#### [Work required]
Copy everything in the listing below word for word, apart from any images.

#### [Data records]
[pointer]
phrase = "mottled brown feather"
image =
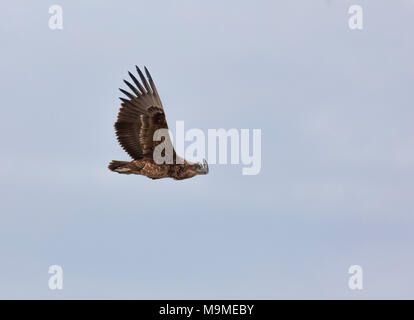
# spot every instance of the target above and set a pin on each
(139, 117)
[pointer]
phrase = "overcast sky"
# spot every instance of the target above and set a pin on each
(335, 107)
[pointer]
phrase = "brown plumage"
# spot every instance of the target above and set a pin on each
(139, 117)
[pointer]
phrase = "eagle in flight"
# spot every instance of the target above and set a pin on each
(139, 118)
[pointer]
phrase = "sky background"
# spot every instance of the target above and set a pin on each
(335, 107)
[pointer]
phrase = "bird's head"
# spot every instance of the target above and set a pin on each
(201, 168)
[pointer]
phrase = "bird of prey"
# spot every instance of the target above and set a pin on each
(139, 117)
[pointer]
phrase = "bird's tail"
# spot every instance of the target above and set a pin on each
(118, 166)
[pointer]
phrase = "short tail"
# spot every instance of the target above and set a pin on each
(118, 166)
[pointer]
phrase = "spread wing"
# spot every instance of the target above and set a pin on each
(139, 117)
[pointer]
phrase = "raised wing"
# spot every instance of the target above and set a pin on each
(139, 117)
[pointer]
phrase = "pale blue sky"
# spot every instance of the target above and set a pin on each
(335, 108)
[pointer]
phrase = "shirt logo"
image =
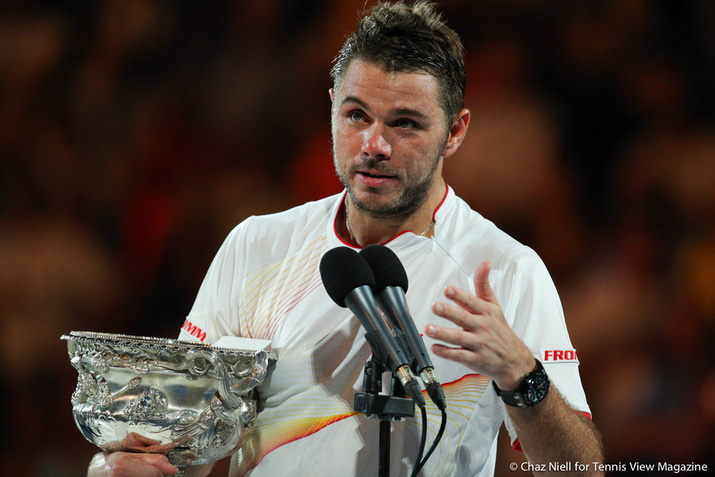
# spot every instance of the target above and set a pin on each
(559, 356)
(194, 330)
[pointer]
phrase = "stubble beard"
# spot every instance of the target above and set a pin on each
(412, 197)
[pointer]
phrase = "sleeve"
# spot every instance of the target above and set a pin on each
(215, 311)
(533, 309)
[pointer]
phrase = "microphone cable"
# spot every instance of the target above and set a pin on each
(438, 437)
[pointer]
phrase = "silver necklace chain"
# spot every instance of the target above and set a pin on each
(350, 230)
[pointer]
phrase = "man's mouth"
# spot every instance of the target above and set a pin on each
(375, 175)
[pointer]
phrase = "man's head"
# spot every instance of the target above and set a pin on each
(403, 38)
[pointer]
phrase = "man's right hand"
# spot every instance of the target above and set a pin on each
(130, 464)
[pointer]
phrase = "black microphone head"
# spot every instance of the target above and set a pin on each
(343, 270)
(386, 267)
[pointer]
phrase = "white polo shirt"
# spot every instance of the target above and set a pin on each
(265, 283)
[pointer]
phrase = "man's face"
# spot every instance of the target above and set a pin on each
(389, 136)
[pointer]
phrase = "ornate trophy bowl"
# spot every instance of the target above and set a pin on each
(192, 401)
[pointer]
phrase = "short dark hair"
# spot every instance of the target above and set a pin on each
(409, 38)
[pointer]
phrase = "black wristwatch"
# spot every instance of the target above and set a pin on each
(531, 391)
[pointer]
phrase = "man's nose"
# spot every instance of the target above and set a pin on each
(375, 144)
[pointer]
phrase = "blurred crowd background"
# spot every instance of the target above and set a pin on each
(134, 134)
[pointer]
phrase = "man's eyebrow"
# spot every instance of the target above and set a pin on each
(397, 112)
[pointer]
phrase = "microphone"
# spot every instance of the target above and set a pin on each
(349, 282)
(390, 287)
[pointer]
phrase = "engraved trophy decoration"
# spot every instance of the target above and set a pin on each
(193, 401)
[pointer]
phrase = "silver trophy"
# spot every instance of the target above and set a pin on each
(192, 401)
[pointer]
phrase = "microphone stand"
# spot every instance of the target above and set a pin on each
(384, 407)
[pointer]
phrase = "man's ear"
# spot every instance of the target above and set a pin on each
(457, 133)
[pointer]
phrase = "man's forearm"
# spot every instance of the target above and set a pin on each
(552, 432)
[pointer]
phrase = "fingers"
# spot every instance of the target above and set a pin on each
(130, 464)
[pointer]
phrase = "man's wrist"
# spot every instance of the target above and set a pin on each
(531, 390)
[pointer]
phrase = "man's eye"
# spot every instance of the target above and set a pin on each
(356, 115)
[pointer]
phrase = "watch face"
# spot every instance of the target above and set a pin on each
(536, 389)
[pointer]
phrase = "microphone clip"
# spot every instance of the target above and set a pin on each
(374, 404)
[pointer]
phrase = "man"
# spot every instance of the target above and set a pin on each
(397, 114)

#### [Response area]
[pointer]
phrase = "mottled brown feather"
image =
# spot every instance of the target above and set a pin on each
(139, 117)
[pointer]
phrase = "overcast sky"
# spot every instance of the target above and set a pin on each
(335, 107)
[pointer]
phrase = "brown plumage"
# spot every instance of the target above and set a pin on each
(139, 117)
[pointer]
phrase = "eagle in flight"
# spot every instance of the target above and set a pin on each
(139, 118)
[pointer]
phrase = "sky background"
# spot every instance of the target above and set a pin on each
(335, 107)
[pointer]
phrase = "bird's head"
# spot every instance of the target above and set a pin on each
(201, 168)
[pointer]
phrase = "bird of prey"
# spot every instance of the target above and set a pin on each
(139, 117)
[pointer]
phrase = "bird's tail"
# spot every instance of the target above and set a pin on each
(118, 166)
[pointer]
phrase = "short tail"
# spot every instance of the target above and set a pin on each
(118, 166)
[pointer]
phrase = "spread wing"
# spot every instance of the target above and set a pin on each
(139, 117)
[pointer]
phrase = "raised wing"
# spot every instance of the target above and set a pin on each
(139, 117)
[pointer]
phrase = "pale blue sky"
# spot every instance of the target above and set a pin on each
(335, 108)
[pointer]
phrase = "shirt logo"
image =
# spot every instance of the target above and set a pin on each
(559, 356)
(194, 330)
[pointer]
phrase = "stubble beard"
# spot every instance of the target above and set a pin on each
(412, 197)
[pointer]
phrase = "sleeve"
# spot every instance of the target above and set a pin on each
(215, 311)
(533, 309)
[pointer]
phrase = "microphone cable"
# spot every instance of the target above and set a pin on each
(438, 437)
[pointer]
phrase = "silver necklace chain"
# spot every instance of the target above and set a pin on each
(350, 230)
[pointer]
phrase = "man's mouth"
# spot every instance of the target above and set a pin on each
(375, 175)
[pointer]
phrase = "man's head"
# spot every instance of the target above and set a pin on each
(403, 38)
[pointer]
phrase = "man's right hand"
# spot every instance of the target above and set a pin on each
(130, 464)
[pointer]
phrase = "black microphone head"
# spot every instance of the target above and set a pin on each
(343, 270)
(386, 267)
[pointer]
phrase = "white polo shirt"
# spot every instance of the target above and set a pin on each
(265, 283)
[pointer]
phrase = "man's face"
# spot every instance of the target above and set a pin on each
(389, 136)
[pointer]
phrase = "ornate trophy bowl"
# spot every instance of the target above and set a pin on each
(192, 401)
[pointer]
phrase = "short dark hair"
# spot every instance of the target above and set a pin on each
(409, 38)
[pointer]
phrase = "black wristwatch"
# spot every instance of the target above and set a pin on each
(531, 391)
[pointer]
phrase = "man's nose"
# spot every instance of the target above and set a pin on each
(375, 144)
[pointer]
phrase = "blurred crowd background"
# spot every instance of the target above and set a pin on each
(134, 134)
[pointer]
phrase = "man's eyebrow"
# spot every instance of the target above and set a pin on each
(397, 112)
[pointer]
phrase = "microphone"
# spot every instance of the target above and set a pin on each
(349, 282)
(390, 287)
[pointer]
phrase = "engraved trophy decoration"
# spot every instance of the target above and set a pin on each
(193, 401)
[pointer]
phrase = "silver trophy"
# spot every instance of the target above and set a pin on each
(192, 401)
[pointer]
phrase = "microphone stand"
# spot every instance of the target above and set a pin on each
(384, 407)
[pointer]
phrase = "man's ear"
# spot every instance of the target above and set a pin on each
(457, 133)
[pointer]
phrase = "man's forearm"
# spot every instance of the target above and set a pin on each
(552, 432)
[pointer]
phrase = "fingers"
# spot every instance of the target above and set a pin on each
(130, 464)
[pointer]
phrase = "man's wrist"
# spot every instance of the target above and set a pin on each
(531, 390)
[pointer]
phrase = "man's eye"
# spot every instance of the target above and set a pin on each
(356, 115)
[pointer]
phrase = "watch face"
# spot every instance of the target above and set a pin on each
(536, 389)
[pointer]
phrase = "microphone clip"
# spot every instance of the target above and set a pin on each
(374, 404)
[pointer]
phrase = "man"
# spot every instance of the target above and set a pin on each
(397, 114)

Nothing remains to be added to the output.